-- begin MATERIAL FOR THIS EXERCISE --

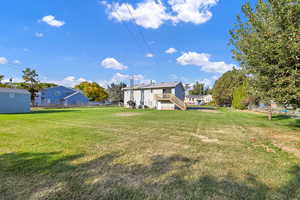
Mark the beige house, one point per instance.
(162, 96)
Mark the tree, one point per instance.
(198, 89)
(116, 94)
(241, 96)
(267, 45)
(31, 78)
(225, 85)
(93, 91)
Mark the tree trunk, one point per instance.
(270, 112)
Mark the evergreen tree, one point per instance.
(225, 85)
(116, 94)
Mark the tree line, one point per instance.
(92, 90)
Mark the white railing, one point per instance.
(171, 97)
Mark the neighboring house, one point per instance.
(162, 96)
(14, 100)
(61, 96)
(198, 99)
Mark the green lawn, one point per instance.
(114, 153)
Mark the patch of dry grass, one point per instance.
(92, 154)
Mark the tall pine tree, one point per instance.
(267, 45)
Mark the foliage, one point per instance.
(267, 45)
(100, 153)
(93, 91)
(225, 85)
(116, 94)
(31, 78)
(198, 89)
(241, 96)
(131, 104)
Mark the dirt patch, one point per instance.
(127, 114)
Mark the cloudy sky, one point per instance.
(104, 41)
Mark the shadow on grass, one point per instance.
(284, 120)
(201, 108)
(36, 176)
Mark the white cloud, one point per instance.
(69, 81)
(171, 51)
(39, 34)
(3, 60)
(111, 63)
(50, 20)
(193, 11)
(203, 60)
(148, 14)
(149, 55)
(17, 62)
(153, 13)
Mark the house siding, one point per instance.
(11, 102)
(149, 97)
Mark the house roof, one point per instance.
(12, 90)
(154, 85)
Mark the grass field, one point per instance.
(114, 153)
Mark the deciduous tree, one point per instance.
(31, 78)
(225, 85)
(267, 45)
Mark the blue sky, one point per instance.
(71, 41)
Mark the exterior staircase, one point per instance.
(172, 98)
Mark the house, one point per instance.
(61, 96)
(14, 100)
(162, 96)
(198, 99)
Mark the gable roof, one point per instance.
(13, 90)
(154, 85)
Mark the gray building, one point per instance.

-- end MATERIAL FOR THIS EXERCISE --

> **STATED TASK**: Copy out all of the material exactly as written, without its pictures.

> **REPLY**:
Mark the beige house, one point per instance.
(162, 96)
Mark the tree, one point per instance.
(198, 89)
(116, 94)
(241, 96)
(267, 45)
(31, 78)
(225, 85)
(93, 91)
Mark the tree trunk, one point per instance.
(270, 112)
Mark the evergreen tree, one point per instance.
(225, 85)
(116, 94)
Mark the tree line, one point per instance.
(92, 90)
Mark the white railing, one point per instance.
(171, 97)
Mark the neighboring house, one point per instance.
(162, 96)
(14, 100)
(61, 96)
(198, 99)
Mark the green lawn, one point per instance.
(114, 153)
Mark the patch of dry grass, one point per instance.
(92, 154)
Mark the tall pine tree, one point per instance.
(267, 45)
Mark the foliage, one point per instance.
(267, 45)
(100, 153)
(93, 91)
(225, 85)
(116, 94)
(31, 78)
(198, 89)
(241, 96)
(131, 104)
Mark the dirt patch, one point per instance.
(127, 114)
Mark the cloudy sky, one point per instance.
(104, 41)
Mark the shadow on grass, one point per instance.
(284, 120)
(201, 108)
(36, 176)
Mark the white cloud, one point per instance.
(69, 81)
(171, 51)
(39, 34)
(3, 60)
(111, 63)
(50, 20)
(193, 11)
(203, 60)
(148, 14)
(149, 55)
(17, 62)
(153, 13)
Mark the house siding, one point per instance.
(11, 102)
(149, 97)
Mark the house roof, one point per instance.
(12, 90)
(154, 85)
Mark the grass field, one point per instance.
(114, 153)
Mark the deciduous tree, one point per instance.
(31, 78)
(225, 85)
(267, 45)
Mark the blue sky, one point per instance.
(71, 41)
Mark the exterior staircase, one point per instance.
(172, 98)
Mark the house, one point per instance.
(61, 96)
(14, 100)
(162, 96)
(198, 99)
Mark the gable roof, one point per instance.
(13, 90)
(154, 85)
Mark the gray building, one point per instance.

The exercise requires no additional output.